Copy out the data below line for line, with nothing changed or left out.
*** RECORDS SHOWN ***
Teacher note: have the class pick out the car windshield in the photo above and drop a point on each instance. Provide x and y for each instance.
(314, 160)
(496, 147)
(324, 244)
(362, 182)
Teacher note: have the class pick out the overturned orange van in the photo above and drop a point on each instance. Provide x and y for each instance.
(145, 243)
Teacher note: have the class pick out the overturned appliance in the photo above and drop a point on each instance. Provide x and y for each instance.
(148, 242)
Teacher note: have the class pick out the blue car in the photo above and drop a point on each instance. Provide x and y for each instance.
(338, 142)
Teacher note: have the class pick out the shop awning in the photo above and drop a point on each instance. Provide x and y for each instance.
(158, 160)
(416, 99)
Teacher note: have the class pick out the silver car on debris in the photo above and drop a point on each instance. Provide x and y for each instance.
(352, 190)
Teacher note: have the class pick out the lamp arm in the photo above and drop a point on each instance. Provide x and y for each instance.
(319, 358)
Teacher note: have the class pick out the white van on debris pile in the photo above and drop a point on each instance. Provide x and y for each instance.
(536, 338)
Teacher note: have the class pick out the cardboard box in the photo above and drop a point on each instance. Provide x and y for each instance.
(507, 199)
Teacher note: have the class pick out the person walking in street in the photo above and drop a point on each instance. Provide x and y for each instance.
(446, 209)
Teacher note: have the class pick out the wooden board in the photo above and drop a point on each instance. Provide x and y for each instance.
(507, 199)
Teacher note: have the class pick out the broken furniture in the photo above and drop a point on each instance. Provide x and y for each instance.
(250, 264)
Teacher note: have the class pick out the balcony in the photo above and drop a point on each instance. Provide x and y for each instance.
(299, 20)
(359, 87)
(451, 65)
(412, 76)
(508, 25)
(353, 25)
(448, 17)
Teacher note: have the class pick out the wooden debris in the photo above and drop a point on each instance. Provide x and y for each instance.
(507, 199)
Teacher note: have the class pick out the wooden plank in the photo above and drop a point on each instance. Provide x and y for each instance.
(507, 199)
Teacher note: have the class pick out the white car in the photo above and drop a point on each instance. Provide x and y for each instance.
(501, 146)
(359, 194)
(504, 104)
***
* _WORKED ANSWER_:
Teacher note: have the class pick out the car windshield in the photo above and drop a point on each instance. Provide x and y for each instance.
(314, 160)
(496, 147)
(324, 244)
(362, 182)
Teacher note: have the class pick out the overturned orange van in the photo above and drop a point on each instance. Provide x and y for each instance.
(145, 243)
Teacher note: have the class pick out the overturned appliance in the photo above and drop a point on each instance. Provide x and y for each instance.
(148, 242)
Teacher note: have the class pick out the blue car in the photo above and drop a point on each instance. Provide x and y for each instance.
(338, 142)
Teacher note: have the class pick out the shop awning in the photo above and drop a point on each instance. Provide x and y for each instance.
(158, 160)
(416, 99)
Teacher note: have the class pick out the silver car on debris in the photo above and drop a point on each instance. Provide x and y for each instance.
(352, 190)
Teacher note: have the class pick out the lamp arm in the photo above and drop a point on each instance. Provide x and y for each instance.
(319, 358)
Teacher note: have the class pick out the white van on debris pile in the photo above and drop a point on each instance. Provide x and y for each instance.
(536, 338)
Teacher note: have the class pick out the cardboard box in the photo above and drop a point on each instance. Provide x and y for each instance.
(507, 199)
Teacher note: have the class pick out the person walking in street in the photo above and drop a point on each instance. Provide x and y for each instance.
(446, 209)
Teacher note: have the class pick out the wooden board in the photo above and drop a point on each instance. Provide x and y for each instance.
(507, 199)
Teacher note: have the class pick out the broken furniture in the photo above and drop a point on each instance. Provide x and y for each instance.
(250, 264)
Teacher note: have the class pick out the balcony in the photo above and drop a point on each instance. Provide x and y for each instance.
(299, 20)
(359, 87)
(451, 65)
(412, 76)
(508, 25)
(353, 25)
(448, 17)
Teacher note: have the class pick out the wooden debris in the photo above and drop a point on each instance. Provide x and y for each instance.
(507, 199)
Teacher note: have the class pick out the wooden plank in the photo above and drop a point on each instance. Provide x and y for each instance.
(507, 199)
Teacher note: have the class pick out the white car in the photo above and drop a point on each instance. Provide x and y for each instance.
(501, 146)
(359, 194)
(504, 104)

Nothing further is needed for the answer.